• [GIVEN INSTRUCTION]:
Reproduce the data below with "Object detection annotation" swapped for "Bounding box annotation" at each occurrence, keeping every other character the same.

• • • • •

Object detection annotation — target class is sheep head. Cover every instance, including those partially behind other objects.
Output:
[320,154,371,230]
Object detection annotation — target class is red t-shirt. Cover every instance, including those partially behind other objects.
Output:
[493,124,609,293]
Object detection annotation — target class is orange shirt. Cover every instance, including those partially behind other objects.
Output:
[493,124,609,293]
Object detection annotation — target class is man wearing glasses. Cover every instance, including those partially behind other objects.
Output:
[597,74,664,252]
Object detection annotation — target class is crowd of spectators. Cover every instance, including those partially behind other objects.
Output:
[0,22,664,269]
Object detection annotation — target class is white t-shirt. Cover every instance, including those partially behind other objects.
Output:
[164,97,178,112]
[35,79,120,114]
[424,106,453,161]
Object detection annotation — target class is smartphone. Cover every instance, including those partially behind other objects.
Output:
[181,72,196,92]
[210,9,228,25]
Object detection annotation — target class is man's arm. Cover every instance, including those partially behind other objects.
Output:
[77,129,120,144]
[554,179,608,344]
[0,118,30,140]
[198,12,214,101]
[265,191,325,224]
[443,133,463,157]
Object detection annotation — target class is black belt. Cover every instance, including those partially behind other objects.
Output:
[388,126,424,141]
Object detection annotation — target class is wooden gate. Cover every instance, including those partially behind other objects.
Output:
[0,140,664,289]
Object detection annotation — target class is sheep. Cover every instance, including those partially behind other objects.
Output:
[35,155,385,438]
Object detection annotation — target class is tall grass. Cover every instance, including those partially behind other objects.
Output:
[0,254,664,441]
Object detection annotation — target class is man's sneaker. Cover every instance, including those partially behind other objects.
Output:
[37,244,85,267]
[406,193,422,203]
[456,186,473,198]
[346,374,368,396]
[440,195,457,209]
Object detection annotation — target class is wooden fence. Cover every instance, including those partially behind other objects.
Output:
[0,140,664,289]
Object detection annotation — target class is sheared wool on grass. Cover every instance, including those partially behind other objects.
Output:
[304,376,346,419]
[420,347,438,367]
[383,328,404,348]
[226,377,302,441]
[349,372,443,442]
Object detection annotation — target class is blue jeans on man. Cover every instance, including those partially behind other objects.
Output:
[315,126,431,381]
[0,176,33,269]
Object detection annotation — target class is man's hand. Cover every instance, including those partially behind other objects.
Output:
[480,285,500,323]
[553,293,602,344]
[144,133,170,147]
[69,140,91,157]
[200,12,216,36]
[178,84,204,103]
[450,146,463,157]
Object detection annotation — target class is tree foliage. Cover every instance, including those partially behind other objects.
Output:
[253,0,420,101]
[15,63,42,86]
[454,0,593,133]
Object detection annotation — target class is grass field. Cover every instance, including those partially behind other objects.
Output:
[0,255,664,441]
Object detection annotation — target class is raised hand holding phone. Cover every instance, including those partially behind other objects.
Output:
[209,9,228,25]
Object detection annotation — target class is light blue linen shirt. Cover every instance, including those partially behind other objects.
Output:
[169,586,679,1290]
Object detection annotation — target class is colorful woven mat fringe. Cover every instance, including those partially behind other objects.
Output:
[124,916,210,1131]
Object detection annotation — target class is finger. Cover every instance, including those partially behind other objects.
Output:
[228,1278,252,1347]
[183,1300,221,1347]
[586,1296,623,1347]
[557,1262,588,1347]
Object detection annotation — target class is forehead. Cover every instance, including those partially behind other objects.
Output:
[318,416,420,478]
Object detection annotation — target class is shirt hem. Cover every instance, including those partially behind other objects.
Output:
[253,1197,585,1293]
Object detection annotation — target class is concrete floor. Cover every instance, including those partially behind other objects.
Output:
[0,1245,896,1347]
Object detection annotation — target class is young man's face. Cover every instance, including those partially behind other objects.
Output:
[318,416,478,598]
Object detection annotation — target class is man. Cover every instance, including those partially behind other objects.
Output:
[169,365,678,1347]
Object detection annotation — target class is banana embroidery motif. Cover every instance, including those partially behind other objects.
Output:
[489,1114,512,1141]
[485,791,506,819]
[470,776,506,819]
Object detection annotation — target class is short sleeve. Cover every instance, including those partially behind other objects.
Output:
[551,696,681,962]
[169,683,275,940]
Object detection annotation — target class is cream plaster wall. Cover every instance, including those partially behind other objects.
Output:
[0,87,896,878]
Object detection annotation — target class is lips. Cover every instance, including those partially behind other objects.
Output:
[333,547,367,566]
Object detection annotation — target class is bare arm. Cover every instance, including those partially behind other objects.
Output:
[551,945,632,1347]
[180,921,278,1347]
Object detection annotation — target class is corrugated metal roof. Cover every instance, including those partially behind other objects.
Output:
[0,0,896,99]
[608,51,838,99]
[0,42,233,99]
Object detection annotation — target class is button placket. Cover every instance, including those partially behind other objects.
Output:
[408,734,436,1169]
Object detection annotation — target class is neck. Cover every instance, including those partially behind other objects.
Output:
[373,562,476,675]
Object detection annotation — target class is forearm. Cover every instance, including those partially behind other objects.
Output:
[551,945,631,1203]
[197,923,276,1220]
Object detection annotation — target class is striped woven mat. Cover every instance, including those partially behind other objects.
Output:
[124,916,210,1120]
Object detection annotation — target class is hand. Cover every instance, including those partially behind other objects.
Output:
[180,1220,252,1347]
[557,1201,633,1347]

• • • • •

• [SOLUTION TO THE EXERCISE]:
Bounding box annotation — target class is sheep head. Cover every instance, including those partially behind other objects.
Output:
[320,154,371,230]
Bounding box annotation — target class is red t-shirt. Cover every instance, including those partially behind other objects.
Output:
[493,124,609,293]
Bounding box annotation — target class is orange shirt. Cover every instance, including those partially behind other objects.
Output:
[493,124,609,293]
Bounding box annotation — target class is man wearing glasses. Cover every instance, including those partially behind other objects.
Output:
[597,74,664,252]
Bounding box annotation — target class is crowd of spectators. Cover every instance, including those partially behind other objects.
Output:
[0,22,664,269]
Bounding box annotation — target class is white t-shirt. Cover every instance, including those partially behind other objects.
Output:
[164,97,178,112]
[35,79,120,114]
[424,106,453,161]
Bounding box annotation — target class is smartphone. Cover every instance, including those partially behind other objects.
Output:
[181,72,196,92]
[210,9,228,25]
Bounding box annotation — target class is man's arm. Cover every instance, including those partially behind other objects.
Output:
[77,129,120,144]
[554,179,608,344]
[0,118,30,140]
[198,12,214,101]
[265,191,325,224]
[443,133,463,157]
Bounding box annotation — target class is black belt. Cover every instance, including those partially behind other objects.
Output:
[388,126,424,141]
Bounding box annotation — target class is wooden gate. Cover every instance, including those partially behind other objects.
Output:
[0,140,664,289]
Bounding box annotation — target class is sheep. Cover every instance, including those partially behind other objects.
Output:
[35,155,385,438]
Bounding box annotation — target class is tall grass. Cover every instance, including those partially behind other objects.
Output:
[0,254,664,441]
Bounding box annotation — target class is man's sneaker. Cover every instance, including those partially behind other objects.
Output:
[37,244,85,267]
[406,193,422,203]
[456,186,473,198]
[346,374,368,396]
[440,195,457,209]
Bounding box annotation — target class is wooden fence. Cover every instance, including those partially behind other objects.
Output:
[0,140,664,289]
Bounding box annotation — target class is sheared wool on grass. Cover every instance, including those partially behind other objects.
Output:
[304,376,346,419]
[420,347,438,367]
[383,328,404,348]
[226,377,302,441]
[349,372,443,442]
Bounding box annotation — target class is blue jeans on man. Cover every instance, including those partially behind other objects.
Output:
[315,126,431,381]
[0,176,33,269]
Bounding box annotation — target class is man's hand. Cover every instance, including those partially behind other objects.
Output:
[480,285,500,323]
[553,293,602,344]
[144,133,170,147]
[69,140,91,157]
[200,12,216,36]
[178,84,204,103]
[450,146,463,157]
Bounding box annotation — target class is tree foliage. Cover every instance, including those partially behind other objects.
Output:
[253,0,420,101]
[15,63,42,86]
[454,0,593,133]
Bounding box annotation — target class is grass field. Cover every instance, including those partially behind other objects.
Output:
[0,255,664,441]
Bounding box annotation — target class is raised hand holding phone. Cover every instance, including those partially behind other objects.
Output:
[209,9,228,25]
Bounding box annotation — target class is light blue linen shirt. Cover every instance, including those partially behind other objects.
Output:
[169,586,679,1290]
Bounding box annotation — target class is colorful woven mat fringe. Cover every instance, including those partially behind other objects.
Output:
[124,916,210,1131]
Bounding box annotation — target class is finger. Cover every instance, including those partially behind other objects.
Output:
[228,1278,252,1347]
[183,1300,221,1347]
[586,1296,623,1347]
[557,1262,588,1347]
Bounding box annotation — target class is forehead. Cover every instance, including those partially behind other objects.
Output:
[318,416,420,478]
Bounding box annotation — target class is shirt hem. Cover every instance, including those partially behind other objects.
Output:
[253,1197,585,1293]
Bounding box annotation — target class is concrete floor. Cover every instance, including those partially behind other objects.
Output:
[0,1245,896,1347]
Bounding box annotation — target class is young man's face. Cover every instance, including those partially behind other objects.
Output:
[318,416,478,598]
Bounding box annotation — target class is man. Cover every instance, including those partially behind other objects.
Output:
[169,365,678,1347]
Bounding box annotation — target class is banana embroidery motif. Cover every instance, including those partially behind other objects.
Output:
[489,1114,512,1141]
[485,791,506,819]
[470,776,506,819]
Bounding box annotation — target class is short sleeve. Cover every instance, including those partially behind other objects.
Output:
[551,696,681,962]
[169,683,275,940]
Bounding box annotation — target class is cream plaster wall. Cover every instance, including those partially behind other objects.
Output:
[0,87,896,878]
Bounding box annotation — target class is lips. Cover every instance, including those partially behind other objects.
Output:
[333,547,367,566]
Bounding box annotation — target class is bare arm. Cover every instance, including those partially behind other objects.
Output:
[551,945,632,1347]
[180,921,278,1347]
Bounding box annotation — target class is corrugated metal roof. Cover every instance, including those partially behind other objects.
Output:
[0,0,896,99]
[608,51,838,99]
[0,42,233,99]
Bounding box annotation — target class is button placket. Cover every instance, including those partially behind other objects.
Output:
[408,734,436,1169]
Bounding box annotation — target class is neck. Cover every instance, including those partially behind other objects.
Output:
[373,562,476,675]
Bounding box annotation — target class is forearm. Cover every instance, including those partially behind other objects.
Output:
[551,945,631,1203]
[197,923,276,1220]
Bounding box annotation — target class is striped woven mat. Cover every instance, including those partially behind other objects.
Output:
[124,916,210,1120]
Bounding box annotation — target class is hand. Cover every instance, including those partially behind other objects.
Output:
[180,1220,252,1347]
[557,1201,633,1347]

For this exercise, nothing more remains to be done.